**Extract**
start
The only way I see to compete against the corrupt pimps of labor is to leverage technology.


----------



## nodnarb (Apr 25, 2014)

Magic said:


> Hold up, whos gunna hang our rock? Id be lost without my mexican hangers in my area. The mexican finishers suck here and only crappy builders let mexican finishers on their jobs. :whistling2:


DIAF. You guys exploiting them are worse than the illegals working for so little.

They are trying to make a living you are capitolizing on that and in turn  over your fellow white man.


----------



## Empirical (May 13, 2014)

I used to be against Hiring Mexican crews, but adapted to the ways of the world. You can fight against it all you want, but all your going to do is loose out on the big jobs. I used to think it was exploitation because they worked for ten cents less then my American hangers, but I did the math. I have a 3 man crew of Mexican hangers that can hang 10,000sq in one day for ten cents less then my American 3 man crew that takes three days to hang the same size house. The Mexican crew makes way more money! Sure I have to do a little more cut out and pre fill, but that only takes an hour for an extra grand in my pocket.
end
**Stored rows**
start
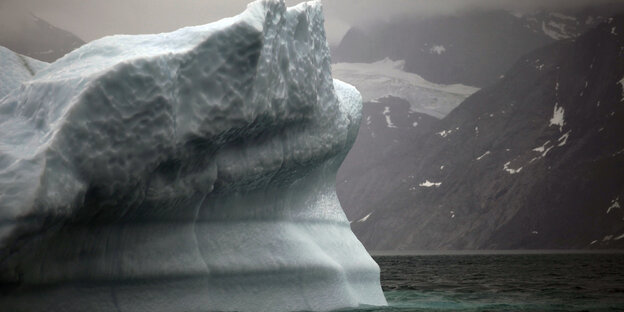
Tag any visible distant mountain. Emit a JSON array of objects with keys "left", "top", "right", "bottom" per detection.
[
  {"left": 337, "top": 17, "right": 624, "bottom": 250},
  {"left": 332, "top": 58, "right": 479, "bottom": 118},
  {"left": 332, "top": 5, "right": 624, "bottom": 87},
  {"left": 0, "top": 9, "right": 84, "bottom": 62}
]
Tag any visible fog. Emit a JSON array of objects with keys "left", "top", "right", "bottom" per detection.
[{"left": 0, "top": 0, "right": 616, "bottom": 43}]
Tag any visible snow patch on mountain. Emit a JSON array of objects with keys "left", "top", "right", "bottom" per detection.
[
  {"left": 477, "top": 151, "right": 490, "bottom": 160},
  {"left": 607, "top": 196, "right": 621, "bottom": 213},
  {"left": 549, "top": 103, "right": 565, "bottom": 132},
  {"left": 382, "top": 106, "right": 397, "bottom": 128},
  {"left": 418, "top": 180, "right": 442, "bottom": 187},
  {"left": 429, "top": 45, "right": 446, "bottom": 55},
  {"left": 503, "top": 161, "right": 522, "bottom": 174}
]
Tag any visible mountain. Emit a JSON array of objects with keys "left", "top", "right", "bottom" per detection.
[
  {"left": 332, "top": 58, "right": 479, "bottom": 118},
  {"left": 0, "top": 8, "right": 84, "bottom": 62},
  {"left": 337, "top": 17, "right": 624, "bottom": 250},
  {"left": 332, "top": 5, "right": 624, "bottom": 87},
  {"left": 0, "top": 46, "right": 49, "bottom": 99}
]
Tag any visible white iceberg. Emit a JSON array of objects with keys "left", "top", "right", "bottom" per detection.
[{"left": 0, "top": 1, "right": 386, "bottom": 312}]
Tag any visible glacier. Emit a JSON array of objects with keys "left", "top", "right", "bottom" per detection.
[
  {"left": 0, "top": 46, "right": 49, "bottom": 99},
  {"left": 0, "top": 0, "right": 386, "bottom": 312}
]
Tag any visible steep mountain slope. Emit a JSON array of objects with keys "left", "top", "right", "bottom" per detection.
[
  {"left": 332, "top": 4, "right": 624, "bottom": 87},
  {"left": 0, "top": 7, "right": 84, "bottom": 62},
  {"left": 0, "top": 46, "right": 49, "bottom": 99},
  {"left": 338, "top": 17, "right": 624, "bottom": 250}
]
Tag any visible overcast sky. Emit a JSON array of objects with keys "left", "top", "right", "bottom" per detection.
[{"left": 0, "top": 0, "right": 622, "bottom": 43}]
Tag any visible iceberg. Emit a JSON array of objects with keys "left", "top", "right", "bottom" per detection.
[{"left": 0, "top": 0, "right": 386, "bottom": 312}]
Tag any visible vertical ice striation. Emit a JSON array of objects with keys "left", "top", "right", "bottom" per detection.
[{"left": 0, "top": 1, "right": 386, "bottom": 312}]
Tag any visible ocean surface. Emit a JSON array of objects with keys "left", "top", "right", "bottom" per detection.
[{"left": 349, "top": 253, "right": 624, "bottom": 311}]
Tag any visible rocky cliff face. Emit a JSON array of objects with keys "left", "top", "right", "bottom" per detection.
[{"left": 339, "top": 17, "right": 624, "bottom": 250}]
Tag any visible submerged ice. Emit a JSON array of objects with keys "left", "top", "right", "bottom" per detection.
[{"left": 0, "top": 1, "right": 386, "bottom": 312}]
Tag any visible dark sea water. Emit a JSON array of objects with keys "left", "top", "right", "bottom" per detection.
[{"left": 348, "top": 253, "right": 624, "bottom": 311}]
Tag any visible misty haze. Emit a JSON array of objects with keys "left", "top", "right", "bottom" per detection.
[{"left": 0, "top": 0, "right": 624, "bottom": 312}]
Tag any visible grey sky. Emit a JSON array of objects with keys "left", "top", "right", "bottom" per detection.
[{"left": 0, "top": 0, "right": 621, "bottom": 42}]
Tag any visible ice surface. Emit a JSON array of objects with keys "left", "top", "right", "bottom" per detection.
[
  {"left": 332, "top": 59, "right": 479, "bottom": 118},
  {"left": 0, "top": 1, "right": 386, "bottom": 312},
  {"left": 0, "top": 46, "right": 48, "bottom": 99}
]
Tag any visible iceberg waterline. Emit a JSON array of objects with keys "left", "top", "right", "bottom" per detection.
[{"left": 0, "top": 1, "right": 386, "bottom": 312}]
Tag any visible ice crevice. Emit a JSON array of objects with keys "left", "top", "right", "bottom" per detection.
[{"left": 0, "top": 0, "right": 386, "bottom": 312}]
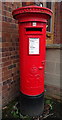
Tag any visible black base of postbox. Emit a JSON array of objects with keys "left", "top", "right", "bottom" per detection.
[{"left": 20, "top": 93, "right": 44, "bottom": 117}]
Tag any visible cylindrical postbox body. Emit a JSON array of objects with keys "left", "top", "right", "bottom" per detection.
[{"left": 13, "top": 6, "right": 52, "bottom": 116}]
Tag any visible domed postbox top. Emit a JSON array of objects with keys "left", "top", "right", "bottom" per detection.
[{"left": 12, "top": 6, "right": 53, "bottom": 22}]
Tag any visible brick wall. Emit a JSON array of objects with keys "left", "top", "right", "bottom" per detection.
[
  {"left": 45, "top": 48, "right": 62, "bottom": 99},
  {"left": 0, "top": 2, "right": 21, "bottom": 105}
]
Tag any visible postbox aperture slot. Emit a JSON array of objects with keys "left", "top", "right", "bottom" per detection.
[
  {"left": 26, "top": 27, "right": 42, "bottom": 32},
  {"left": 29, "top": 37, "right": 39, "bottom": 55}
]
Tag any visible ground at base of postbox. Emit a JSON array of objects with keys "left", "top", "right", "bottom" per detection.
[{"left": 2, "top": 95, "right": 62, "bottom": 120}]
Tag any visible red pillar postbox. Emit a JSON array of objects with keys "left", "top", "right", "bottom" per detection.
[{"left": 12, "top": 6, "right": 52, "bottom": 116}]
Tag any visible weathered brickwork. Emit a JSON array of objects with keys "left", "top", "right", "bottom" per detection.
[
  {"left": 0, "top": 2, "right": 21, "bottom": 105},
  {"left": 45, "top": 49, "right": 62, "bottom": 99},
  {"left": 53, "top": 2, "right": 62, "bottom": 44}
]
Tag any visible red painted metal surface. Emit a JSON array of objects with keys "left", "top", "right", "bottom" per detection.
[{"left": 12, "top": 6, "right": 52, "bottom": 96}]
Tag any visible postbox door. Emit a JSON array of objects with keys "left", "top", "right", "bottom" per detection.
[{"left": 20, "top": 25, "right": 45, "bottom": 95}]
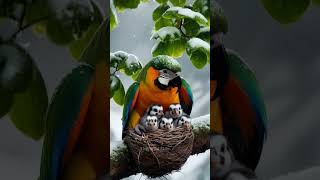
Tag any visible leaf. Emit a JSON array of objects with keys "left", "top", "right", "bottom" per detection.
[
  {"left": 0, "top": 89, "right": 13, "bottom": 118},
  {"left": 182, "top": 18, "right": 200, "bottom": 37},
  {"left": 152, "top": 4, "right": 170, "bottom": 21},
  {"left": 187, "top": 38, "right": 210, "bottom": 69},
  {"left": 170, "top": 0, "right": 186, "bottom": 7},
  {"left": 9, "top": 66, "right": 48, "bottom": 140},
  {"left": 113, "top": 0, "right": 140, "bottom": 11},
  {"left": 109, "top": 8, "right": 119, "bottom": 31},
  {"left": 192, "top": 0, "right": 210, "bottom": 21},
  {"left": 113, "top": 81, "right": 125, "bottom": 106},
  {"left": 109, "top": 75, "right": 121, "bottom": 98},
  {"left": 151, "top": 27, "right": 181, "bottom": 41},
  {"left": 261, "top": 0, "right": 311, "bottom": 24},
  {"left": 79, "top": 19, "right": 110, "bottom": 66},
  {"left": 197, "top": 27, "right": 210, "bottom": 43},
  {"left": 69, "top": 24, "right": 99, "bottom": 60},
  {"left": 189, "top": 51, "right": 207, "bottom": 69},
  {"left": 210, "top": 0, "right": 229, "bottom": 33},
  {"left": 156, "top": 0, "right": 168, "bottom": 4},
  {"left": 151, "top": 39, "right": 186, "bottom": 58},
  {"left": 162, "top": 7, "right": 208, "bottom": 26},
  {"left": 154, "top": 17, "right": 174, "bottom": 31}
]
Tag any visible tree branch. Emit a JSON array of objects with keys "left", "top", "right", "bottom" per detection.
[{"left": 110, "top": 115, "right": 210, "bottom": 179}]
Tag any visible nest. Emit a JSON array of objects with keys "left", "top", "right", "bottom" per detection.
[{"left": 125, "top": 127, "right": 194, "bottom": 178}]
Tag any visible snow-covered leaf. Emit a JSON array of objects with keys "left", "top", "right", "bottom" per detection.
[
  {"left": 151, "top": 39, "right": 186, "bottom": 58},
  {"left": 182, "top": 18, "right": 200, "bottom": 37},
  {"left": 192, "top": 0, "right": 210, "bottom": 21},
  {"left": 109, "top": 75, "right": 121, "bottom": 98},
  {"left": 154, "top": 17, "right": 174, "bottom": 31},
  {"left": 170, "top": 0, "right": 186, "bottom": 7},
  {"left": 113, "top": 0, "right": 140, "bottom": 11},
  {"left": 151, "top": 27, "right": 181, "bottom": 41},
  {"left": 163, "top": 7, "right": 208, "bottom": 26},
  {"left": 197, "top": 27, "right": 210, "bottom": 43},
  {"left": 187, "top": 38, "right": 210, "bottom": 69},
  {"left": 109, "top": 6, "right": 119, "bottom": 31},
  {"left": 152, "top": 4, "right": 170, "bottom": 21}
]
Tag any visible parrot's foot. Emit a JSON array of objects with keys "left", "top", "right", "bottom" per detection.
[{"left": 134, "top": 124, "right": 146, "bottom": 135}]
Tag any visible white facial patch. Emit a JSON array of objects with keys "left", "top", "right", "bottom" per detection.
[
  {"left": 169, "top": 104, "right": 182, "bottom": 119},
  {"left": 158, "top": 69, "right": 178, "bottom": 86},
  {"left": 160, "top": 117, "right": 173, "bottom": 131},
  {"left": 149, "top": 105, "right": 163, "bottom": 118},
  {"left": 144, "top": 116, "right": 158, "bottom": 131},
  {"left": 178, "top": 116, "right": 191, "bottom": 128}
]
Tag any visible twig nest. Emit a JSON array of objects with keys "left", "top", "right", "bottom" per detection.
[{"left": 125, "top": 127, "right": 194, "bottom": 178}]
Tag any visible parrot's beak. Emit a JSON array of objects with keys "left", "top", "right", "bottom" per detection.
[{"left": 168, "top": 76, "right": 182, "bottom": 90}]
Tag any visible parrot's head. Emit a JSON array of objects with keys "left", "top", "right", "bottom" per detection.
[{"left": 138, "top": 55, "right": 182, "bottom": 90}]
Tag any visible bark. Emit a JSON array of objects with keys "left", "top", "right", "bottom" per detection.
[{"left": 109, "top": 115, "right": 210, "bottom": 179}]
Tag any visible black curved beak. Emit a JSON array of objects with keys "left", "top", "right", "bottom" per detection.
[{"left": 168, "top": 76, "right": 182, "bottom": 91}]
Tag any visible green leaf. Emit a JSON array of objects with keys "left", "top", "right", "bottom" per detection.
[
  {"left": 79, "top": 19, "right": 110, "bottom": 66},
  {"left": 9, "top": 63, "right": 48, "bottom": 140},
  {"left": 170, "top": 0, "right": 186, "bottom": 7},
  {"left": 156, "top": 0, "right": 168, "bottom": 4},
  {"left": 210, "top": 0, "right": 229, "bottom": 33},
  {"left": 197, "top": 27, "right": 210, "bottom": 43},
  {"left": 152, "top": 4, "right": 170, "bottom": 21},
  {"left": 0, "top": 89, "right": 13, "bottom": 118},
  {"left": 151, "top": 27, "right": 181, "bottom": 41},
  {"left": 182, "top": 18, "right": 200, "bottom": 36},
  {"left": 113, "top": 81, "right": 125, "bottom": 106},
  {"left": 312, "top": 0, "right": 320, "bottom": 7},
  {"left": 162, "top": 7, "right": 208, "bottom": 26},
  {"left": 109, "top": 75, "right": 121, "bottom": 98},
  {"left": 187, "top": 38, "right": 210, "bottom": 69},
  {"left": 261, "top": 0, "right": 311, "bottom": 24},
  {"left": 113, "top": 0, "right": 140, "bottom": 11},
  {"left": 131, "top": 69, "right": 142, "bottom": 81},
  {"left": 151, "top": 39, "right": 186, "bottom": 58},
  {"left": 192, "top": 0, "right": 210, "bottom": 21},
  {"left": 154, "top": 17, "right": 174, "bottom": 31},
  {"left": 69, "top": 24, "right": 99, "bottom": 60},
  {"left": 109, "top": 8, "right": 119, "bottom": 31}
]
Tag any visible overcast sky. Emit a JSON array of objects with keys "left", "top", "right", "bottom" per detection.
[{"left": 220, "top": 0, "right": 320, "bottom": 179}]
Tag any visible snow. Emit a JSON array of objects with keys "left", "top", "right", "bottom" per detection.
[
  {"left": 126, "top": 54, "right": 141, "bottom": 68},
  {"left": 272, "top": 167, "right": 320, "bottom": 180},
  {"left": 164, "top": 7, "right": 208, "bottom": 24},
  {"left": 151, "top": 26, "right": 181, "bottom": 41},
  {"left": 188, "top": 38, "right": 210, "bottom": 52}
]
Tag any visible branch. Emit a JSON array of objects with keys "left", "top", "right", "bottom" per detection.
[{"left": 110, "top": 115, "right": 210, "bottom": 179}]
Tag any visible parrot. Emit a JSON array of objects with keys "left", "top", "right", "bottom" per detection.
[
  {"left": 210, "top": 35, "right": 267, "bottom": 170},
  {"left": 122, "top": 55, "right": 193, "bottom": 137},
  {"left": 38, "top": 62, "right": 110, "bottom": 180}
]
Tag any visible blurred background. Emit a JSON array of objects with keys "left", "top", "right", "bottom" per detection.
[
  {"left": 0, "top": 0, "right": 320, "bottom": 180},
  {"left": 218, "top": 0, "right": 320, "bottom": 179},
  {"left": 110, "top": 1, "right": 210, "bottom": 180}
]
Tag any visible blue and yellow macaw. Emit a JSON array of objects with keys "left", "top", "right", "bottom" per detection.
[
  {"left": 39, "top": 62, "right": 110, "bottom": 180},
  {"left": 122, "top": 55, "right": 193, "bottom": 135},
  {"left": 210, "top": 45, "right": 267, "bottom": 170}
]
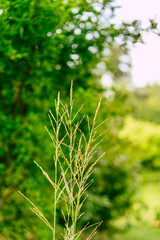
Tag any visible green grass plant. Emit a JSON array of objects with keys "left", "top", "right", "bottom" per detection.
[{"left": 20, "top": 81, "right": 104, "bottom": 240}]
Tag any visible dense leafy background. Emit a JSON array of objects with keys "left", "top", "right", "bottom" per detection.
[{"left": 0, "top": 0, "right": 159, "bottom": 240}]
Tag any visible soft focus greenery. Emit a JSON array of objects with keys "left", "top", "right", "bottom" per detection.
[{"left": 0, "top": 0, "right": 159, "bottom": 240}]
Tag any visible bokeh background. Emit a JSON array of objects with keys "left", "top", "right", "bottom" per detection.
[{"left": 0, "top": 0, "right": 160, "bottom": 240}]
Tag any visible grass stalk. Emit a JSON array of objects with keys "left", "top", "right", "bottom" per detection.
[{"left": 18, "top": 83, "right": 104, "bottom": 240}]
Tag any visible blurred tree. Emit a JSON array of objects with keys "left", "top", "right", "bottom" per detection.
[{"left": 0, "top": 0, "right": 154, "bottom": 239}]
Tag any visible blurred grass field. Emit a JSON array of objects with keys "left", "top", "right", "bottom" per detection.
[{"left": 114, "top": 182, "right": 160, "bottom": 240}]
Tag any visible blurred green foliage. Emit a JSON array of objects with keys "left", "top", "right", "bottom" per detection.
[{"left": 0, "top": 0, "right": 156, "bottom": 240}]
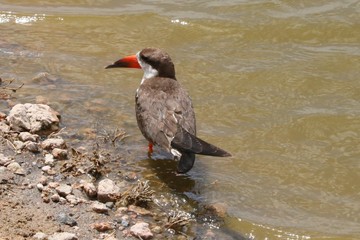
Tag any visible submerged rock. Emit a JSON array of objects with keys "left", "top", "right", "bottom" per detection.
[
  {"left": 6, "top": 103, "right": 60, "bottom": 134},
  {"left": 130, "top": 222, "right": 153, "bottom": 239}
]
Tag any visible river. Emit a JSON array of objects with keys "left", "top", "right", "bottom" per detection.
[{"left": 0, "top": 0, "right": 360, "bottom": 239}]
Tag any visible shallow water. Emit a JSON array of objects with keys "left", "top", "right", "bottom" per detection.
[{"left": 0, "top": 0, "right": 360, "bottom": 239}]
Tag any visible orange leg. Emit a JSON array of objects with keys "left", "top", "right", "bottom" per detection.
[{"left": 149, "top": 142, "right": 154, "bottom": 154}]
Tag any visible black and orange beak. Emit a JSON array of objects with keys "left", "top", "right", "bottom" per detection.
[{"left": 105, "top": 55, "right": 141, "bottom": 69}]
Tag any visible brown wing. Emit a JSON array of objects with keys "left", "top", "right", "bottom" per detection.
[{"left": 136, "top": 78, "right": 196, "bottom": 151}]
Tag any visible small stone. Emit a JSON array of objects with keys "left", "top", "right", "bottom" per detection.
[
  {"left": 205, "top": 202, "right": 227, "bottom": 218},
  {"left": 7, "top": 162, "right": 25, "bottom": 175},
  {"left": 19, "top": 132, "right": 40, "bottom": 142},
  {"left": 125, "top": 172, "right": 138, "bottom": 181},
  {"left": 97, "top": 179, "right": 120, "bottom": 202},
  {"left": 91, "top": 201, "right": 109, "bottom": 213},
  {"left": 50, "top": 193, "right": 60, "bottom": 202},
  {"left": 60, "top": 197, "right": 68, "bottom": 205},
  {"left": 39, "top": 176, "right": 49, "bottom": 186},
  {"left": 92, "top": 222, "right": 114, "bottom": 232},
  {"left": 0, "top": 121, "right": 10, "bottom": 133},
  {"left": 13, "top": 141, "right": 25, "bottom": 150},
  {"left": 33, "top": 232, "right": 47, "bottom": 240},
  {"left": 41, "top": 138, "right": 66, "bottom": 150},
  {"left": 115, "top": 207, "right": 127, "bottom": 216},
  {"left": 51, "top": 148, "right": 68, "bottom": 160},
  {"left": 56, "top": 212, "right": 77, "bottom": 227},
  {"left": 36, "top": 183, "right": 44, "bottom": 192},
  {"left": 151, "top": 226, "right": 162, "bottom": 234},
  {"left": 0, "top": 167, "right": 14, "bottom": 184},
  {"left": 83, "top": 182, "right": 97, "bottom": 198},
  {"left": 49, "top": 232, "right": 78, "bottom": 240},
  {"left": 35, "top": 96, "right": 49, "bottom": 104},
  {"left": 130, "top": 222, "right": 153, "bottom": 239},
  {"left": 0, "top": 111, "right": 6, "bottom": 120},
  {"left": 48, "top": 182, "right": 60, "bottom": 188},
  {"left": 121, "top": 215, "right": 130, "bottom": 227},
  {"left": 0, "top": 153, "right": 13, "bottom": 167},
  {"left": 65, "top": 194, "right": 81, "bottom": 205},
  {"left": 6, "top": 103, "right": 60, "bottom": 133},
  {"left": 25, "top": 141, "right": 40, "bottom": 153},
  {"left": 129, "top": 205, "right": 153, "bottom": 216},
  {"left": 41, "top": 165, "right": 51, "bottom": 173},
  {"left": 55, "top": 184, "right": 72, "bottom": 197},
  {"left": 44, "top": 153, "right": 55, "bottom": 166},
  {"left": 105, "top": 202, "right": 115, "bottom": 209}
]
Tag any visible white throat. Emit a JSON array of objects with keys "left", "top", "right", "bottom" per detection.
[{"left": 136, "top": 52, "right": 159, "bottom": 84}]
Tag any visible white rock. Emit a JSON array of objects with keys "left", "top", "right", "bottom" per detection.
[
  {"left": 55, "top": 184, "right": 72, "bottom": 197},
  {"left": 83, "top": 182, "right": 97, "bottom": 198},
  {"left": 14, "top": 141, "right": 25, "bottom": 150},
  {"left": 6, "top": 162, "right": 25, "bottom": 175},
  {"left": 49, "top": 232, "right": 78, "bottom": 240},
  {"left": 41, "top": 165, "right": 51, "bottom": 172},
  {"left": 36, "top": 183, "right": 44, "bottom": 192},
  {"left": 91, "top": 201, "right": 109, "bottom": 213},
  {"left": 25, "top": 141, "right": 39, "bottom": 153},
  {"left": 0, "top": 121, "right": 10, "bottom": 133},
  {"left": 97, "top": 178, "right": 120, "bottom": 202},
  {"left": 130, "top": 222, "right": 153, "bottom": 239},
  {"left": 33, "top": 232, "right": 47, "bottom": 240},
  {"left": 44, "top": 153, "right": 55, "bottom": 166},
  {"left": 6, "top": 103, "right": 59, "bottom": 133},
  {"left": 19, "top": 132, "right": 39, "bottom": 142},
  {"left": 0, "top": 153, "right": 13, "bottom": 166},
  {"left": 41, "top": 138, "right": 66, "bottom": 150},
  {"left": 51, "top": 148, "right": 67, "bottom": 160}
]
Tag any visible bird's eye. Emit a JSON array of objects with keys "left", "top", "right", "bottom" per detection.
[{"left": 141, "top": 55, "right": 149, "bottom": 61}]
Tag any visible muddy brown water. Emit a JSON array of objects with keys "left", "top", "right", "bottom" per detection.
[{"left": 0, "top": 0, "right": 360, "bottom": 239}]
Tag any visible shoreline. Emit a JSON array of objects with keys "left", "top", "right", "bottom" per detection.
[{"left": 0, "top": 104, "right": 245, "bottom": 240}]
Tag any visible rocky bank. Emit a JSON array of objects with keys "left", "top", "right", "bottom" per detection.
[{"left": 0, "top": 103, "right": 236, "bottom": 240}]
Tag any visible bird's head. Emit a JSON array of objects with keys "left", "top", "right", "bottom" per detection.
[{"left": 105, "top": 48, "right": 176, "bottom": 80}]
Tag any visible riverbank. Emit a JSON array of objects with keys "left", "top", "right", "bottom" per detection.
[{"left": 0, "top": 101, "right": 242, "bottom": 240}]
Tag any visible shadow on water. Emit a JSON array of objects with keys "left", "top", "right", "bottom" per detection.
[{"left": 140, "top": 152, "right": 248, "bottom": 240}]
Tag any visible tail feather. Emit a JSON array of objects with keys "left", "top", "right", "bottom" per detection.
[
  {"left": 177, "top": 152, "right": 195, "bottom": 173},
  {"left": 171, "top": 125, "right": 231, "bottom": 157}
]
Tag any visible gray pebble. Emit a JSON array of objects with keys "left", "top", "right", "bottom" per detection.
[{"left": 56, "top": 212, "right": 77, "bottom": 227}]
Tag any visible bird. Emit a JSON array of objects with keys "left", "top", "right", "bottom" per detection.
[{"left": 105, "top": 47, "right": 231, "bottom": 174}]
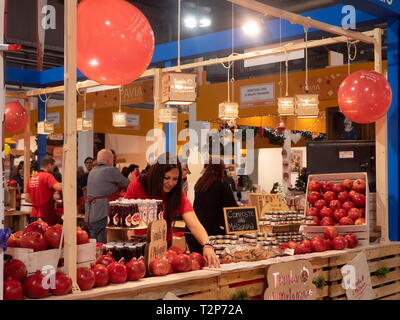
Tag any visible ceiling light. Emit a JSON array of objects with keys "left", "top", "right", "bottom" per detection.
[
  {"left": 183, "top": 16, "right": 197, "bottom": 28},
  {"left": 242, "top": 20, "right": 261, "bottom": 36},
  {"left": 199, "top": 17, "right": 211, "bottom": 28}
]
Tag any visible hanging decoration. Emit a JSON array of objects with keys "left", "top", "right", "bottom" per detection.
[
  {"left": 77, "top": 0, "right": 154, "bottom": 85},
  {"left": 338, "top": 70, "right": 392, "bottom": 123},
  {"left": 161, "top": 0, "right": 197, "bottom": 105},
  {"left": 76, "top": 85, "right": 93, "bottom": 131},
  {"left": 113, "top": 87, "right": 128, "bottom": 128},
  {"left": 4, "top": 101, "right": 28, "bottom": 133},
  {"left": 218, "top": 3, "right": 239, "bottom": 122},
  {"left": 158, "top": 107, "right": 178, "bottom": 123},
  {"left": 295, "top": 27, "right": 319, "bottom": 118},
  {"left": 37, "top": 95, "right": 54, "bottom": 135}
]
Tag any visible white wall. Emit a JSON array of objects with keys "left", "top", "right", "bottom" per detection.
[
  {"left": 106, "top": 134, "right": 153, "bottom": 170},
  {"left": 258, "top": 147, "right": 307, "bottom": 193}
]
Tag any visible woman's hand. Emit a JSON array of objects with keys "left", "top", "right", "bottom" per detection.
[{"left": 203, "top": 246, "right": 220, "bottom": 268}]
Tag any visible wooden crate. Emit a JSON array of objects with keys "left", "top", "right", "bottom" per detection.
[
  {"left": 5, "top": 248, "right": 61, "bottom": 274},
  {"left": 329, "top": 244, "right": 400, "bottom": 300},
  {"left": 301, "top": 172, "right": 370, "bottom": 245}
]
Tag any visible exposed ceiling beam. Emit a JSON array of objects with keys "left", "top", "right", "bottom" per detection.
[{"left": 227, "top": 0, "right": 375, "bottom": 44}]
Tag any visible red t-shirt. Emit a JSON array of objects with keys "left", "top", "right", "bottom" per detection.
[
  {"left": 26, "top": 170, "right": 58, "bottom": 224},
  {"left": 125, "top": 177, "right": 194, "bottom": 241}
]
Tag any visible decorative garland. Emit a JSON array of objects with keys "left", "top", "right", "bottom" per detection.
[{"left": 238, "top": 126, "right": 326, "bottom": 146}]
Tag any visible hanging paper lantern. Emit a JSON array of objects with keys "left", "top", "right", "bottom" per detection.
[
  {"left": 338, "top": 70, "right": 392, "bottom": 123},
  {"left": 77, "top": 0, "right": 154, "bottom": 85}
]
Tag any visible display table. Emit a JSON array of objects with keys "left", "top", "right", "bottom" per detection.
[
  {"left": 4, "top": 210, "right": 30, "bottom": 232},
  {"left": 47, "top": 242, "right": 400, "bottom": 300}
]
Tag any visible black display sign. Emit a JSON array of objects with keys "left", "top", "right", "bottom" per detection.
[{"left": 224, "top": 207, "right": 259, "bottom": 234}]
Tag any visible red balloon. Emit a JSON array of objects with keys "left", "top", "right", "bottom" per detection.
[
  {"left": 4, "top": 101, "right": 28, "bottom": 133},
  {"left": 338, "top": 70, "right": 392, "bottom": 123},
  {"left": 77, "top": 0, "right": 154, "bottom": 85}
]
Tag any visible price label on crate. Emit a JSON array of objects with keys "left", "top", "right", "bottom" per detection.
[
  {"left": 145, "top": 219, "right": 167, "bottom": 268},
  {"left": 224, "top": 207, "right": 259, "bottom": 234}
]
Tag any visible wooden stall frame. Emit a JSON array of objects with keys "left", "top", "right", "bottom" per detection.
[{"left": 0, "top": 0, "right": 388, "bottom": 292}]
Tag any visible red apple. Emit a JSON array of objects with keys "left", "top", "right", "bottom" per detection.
end
**Given request A**
Using the forum thread, decide whether each statement agrees with it: (i) Empirical's three-man Mexican crew can hang 10,000 square feet in one day; (ii) Empirical's American three-man crew needs two days for the same size house; (iii) nodnarb's post is dated May 13, 2014. Answer yes or no for each, quoting the deciding words.
**Given request B**
Select and copy every line of the entries that contains the word "branch".

**Expected answer A**
(i) Yes: "I have a 3 man crew of Mexican hangers that can hang 10,000sq in one day"
(ii) No: "my American 3 man crew that takes three days to hang the same size house"
(iii) No: "nodnarb (Apr 25, 2014)"

**Expected answer B**
Tag any visible tree branch. Emit a JSON array of objects with keys "left", "top", "right", "bottom" per detection.
Tag any visible branch. Emit a JSON array of objects with keys "left", "top", "right", "bottom" per detection.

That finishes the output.